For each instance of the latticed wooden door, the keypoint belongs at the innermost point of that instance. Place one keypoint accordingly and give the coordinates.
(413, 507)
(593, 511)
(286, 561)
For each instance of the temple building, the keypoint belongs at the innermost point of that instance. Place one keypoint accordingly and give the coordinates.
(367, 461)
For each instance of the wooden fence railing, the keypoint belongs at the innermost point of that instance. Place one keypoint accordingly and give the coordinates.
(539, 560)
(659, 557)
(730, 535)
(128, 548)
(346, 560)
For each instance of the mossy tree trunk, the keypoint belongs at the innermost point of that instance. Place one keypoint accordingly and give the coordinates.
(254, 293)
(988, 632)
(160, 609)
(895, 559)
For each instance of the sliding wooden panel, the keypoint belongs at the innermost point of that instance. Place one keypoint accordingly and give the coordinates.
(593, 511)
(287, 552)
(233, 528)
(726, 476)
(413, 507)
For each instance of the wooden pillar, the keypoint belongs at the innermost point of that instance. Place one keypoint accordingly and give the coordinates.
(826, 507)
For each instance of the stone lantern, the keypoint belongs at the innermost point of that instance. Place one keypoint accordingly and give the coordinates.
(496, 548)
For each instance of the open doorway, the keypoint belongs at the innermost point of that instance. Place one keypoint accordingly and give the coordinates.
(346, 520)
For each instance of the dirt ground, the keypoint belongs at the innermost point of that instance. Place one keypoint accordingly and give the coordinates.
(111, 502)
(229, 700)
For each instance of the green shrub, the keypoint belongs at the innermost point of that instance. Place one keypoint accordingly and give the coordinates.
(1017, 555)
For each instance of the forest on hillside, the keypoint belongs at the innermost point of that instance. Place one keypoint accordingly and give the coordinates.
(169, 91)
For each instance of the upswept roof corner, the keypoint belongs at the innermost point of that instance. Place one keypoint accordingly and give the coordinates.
########
All of the material above needs to be transcribed verbatim.

For each instance of the latticed wooden door, the keypoint belongs at the innermost point of that instance. Place one keypoint accordingly and give the coordinates.
(413, 507)
(593, 511)
(286, 561)
For each instance of the temple building, the keypoint belongs at the innermost point of that instance. Place one keypoint accordingly and give the coordinates.
(367, 461)
For each instance of the wooden fence railing, the keypoint belongs at the innermost point of that instance. Place one keypoint accordingly and give the coordinates.
(539, 560)
(659, 557)
(730, 535)
(128, 548)
(346, 560)
For each instance of the mossy tree trunk, the keypoint belongs at the innermost point of that instance. Place one keypoint accordingly and give the coordinates.
(254, 293)
(988, 632)
(160, 609)
(895, 559)
For each instance of the sliding wooden panel, the keypoint belongs at the innermost point of that instance. Place one keypoint accordingly and give the coordinates.
(593, 511)
(287, 552)
(233, 528)
(726, 476)
(413, 507)
For each instance of the wooden pillar, the keypoint belongs at the innermost point of that instance. Place one keypoint accordingly and give the coordinates.
(826, 507)
For each instance of the stone lantern, the keypoint belongs at the innermost point of that instance. Place one keypoint accordingly and give the coordinates.
(496, 548)
For each instance of the open doorway, the keypoint belongs at the innermost point of that instance. Place one keypoint accordingly and give the coordinates.
(346, 520)
For each instance of the dirt ground, the keypoint belongs at the innermost point of that instance. Place one keypoint accordingly and give the coordinates.
(111, 502)
(229, 700)
For each instance of the green shrub, the keypoint belongs at the innermost point of that instance. Place one keypoint accordingly and give the coordinates.
(1017, 555)
For each instance of the forest on hillside, the keypoint belongs at the innermost point of that instance. Place one keypoint accordingly and give the coordinates.
(169, 91)
For each instance of the upswept roof corner, the keypoint belongs at the innermost point of that instance. Place one keypoint accordingly and give the coordinates.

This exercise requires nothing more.